* _Passage shown_
26 February 2015, 9:00 am EST By Robin Burks Tech Times
A group of researchers at Cornell University recently used statistics and mathematical models to locate the best place to hide in the U.S. after a zombie outbreak begins: the Rockies.  ( AMC )

After a zombie outbreak, you might want to run for the Rocky Mountains, at least according to researchers at Cornell University.

The research team used statistical mechanics to figure out that this is the safest place to live during a zombie apocalypse.

However, the research wasn't completely fictional. The models they used could also be applied to real-world disease outbreaks.

Inspired by zombie novel World War Z, as well as a class on statistical mechanics, these researchers figured out how a zombie virus would spread throughout the U.S. The team started with equations that considered the U.S. population as a whole, but then narrowed those equations down to simulate how the disease would spread throughout specific areas, some more remote than others.

"At their heart, the simulations are akin to modeling chemical reactions taking place between different elements and, in this case, we have four states a person can be in-human, infected, zombie, or dead zombie-with approximately 300 million people," says Alex Alemi, a graduate student at Cornell University.

* _Excerpted records_
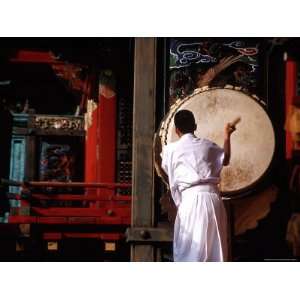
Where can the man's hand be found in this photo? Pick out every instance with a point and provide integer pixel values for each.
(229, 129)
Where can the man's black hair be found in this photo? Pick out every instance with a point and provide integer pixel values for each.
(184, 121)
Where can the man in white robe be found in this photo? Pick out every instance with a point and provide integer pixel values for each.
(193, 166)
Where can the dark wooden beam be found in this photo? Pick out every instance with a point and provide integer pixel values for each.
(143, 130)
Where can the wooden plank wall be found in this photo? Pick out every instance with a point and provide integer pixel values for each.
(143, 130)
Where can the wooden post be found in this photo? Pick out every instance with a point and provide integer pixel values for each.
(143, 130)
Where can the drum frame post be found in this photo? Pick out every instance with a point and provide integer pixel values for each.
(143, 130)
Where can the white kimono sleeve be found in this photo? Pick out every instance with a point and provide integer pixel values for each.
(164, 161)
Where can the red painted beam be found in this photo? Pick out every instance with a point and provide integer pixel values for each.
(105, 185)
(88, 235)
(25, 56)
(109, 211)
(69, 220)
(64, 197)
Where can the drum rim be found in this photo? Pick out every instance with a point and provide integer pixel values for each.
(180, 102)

...

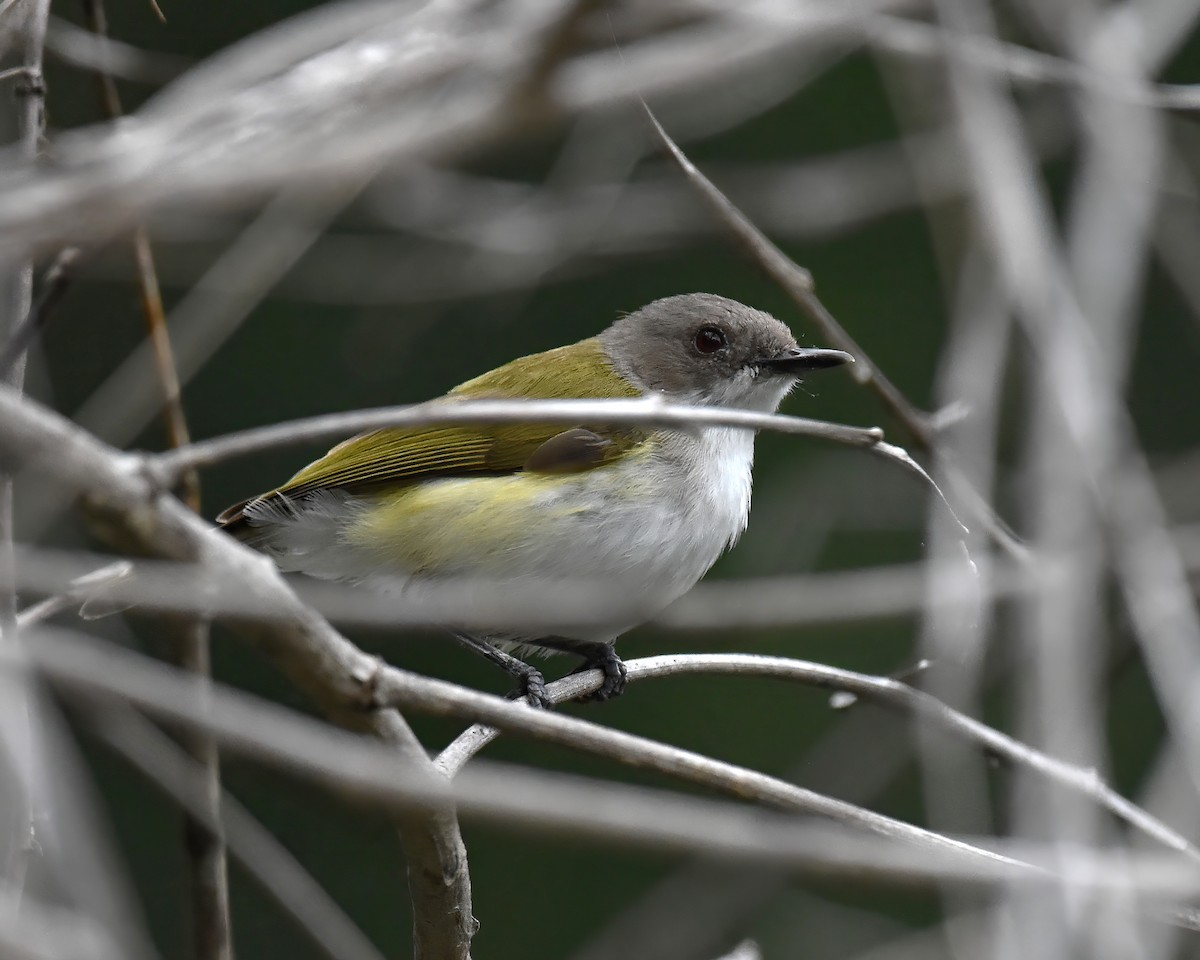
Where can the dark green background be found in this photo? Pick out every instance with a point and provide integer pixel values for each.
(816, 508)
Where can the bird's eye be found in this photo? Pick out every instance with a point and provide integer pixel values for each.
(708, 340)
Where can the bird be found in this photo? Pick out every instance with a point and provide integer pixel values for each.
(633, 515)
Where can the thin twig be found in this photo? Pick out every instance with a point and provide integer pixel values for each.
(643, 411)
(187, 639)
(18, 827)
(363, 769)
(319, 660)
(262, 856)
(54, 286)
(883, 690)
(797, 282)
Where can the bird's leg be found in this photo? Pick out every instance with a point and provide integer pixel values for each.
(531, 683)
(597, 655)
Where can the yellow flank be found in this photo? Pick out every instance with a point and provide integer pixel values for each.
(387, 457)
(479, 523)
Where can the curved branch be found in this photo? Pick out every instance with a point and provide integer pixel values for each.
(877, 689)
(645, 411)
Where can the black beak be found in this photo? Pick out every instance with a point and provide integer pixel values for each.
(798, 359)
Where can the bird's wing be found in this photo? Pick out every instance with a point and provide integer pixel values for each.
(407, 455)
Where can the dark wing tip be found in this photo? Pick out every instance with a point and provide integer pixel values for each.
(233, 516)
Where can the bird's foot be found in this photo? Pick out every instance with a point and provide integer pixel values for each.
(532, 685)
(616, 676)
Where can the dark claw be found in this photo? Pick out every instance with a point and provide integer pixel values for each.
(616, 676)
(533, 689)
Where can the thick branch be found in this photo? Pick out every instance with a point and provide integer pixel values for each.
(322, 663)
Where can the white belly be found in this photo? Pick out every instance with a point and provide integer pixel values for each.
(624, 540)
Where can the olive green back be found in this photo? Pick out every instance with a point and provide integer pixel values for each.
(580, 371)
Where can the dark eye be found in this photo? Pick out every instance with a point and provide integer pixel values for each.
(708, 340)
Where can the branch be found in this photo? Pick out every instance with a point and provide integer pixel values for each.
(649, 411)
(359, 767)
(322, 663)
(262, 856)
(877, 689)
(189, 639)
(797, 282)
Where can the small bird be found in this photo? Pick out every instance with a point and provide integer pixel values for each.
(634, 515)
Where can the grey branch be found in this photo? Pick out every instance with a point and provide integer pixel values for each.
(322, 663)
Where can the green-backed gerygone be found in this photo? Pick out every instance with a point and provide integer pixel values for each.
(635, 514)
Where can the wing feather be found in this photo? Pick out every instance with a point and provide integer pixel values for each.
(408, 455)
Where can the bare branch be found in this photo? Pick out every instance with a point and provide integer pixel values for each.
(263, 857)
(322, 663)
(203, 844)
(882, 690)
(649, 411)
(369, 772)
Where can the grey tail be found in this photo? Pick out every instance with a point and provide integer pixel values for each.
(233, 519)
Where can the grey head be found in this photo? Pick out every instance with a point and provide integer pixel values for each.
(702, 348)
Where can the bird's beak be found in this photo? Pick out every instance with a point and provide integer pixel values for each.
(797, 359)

* _Action item 1_
Please copy the zombie outbreak article word for word, from "26 February 2015, 9:00" up to and including "researchers at Cornell University.".
* _Action item 2_
According to the zombie outbreak article, what are the four states a person can be in within the simulations?
* _Action item 3_
Write the next part of the zombie outbreak article, picking up after its final sentence.

* _Final answer 1_
26 February 2015, 9:00 am EST By Robin Burks Tech Times
A group of researchers at Cornell University recently used statistics and mathematical models to locate the best place to hide in the U.S. after a zombie outbreak begins: the Rockies.  ( AMC )

After a zombie outbreak, you might want to run for the Rocky Mountains, at least according to researchers at Cornell University.

* _Final answer 2_
Human, infected, zombie, or dead zombie.

* _Final answer 3_
What's most interesting about this study is that in zombie books, movies and television shows, zombie outbreaks happen everywhere at the same time, but Cornell's model shows that if such an event really happened, that wouldn't be the case. Cities would be the first to succumb to the virus and fall quickly, but more remote less-populated regions would have a few weeks to prepare. Also, it would take months for the outbreak to reach the region containing the Rocky Mountains.

"Given the dynamics of the disease, once the zombies invade more sparsely populated areas, the whole outbreak slows down-there are fewer humans to bite, so you start creating zombies at a slower rate," says Alemi. "I'd love to see a fictional account where most of New York City falls in a day, but upstate New York has a month or so to prepare."

That preparation, though, could end the entertainment factor. If an area has so much time to prepare for an outbreak, the zombie virus could be dealt with in that amount of time, perhaps even cured.

But the takeaway here is that when the zombie apocalypse begins, head for the mountains. And remember that something called statistical mechanics probably just saved your life.

Alemi points out that his researchers aren't expecting an outbreak, but by using a fun topic of study, students can better understand a complicated subject.